[[ TASK INPUT open ]]
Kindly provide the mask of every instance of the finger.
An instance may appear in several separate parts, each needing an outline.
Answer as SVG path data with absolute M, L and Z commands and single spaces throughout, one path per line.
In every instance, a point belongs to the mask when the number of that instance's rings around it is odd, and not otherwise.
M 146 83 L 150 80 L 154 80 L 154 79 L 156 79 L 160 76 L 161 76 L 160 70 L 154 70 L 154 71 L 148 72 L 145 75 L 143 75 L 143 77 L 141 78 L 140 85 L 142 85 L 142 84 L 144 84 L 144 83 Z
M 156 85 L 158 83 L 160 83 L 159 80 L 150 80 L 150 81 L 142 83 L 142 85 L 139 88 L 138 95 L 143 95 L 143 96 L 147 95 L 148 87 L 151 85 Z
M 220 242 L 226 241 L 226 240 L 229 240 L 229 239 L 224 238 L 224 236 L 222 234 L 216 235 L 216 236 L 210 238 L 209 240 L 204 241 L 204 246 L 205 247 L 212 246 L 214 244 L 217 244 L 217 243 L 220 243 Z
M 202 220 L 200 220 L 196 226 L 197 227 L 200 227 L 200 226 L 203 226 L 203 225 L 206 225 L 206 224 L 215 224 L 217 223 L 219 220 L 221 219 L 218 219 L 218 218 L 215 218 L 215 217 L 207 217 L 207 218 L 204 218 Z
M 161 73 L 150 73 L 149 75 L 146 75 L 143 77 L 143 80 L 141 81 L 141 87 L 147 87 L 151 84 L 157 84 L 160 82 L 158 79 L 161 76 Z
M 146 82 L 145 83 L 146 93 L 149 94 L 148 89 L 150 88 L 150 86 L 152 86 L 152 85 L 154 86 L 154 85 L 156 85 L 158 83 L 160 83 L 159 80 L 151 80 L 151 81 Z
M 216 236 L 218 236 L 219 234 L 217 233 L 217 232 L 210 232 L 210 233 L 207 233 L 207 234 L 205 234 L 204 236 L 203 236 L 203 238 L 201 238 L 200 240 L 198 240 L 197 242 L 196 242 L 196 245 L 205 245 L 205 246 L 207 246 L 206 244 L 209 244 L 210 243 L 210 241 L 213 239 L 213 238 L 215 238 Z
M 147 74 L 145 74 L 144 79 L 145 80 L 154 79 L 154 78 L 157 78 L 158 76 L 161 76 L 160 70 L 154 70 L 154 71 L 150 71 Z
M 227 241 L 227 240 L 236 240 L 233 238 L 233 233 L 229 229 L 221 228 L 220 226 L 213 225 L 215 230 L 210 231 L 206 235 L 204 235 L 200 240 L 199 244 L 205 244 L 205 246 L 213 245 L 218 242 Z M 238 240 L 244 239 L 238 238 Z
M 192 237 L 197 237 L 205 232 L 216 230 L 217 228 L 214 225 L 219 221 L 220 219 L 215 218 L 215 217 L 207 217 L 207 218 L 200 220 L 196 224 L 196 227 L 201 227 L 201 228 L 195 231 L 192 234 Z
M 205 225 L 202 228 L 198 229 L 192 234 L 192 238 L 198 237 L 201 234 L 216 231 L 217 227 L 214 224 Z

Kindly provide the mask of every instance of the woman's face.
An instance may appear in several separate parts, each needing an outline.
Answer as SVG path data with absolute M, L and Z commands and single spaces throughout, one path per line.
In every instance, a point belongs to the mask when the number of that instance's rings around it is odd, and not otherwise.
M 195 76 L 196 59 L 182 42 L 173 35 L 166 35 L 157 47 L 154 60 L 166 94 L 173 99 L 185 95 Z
[[ TASK INPUT closed ]]
Set down exactly the line that holds "Kindly provide the mask of every instance of the woman's" and all lines after it to the end of the data.

▸ **OUTPUT BELOW**:
Kindly provide the mask of every instance of the woman's face.
An instance may appear in several separate parts, each needing an outline.
Answer as SVG path data with absolute M, L and Z commands and single spaces throughout, one path per line.
In every instance, a point belongs to the mask when the number of that instance's rings around it is odd, and not otherwise.
M 195 76 L 196 59 L 182 42 L 173 35 L 166 35 L 157 47 L 154 60 L 166 94 L 173 99 L 185 95 Z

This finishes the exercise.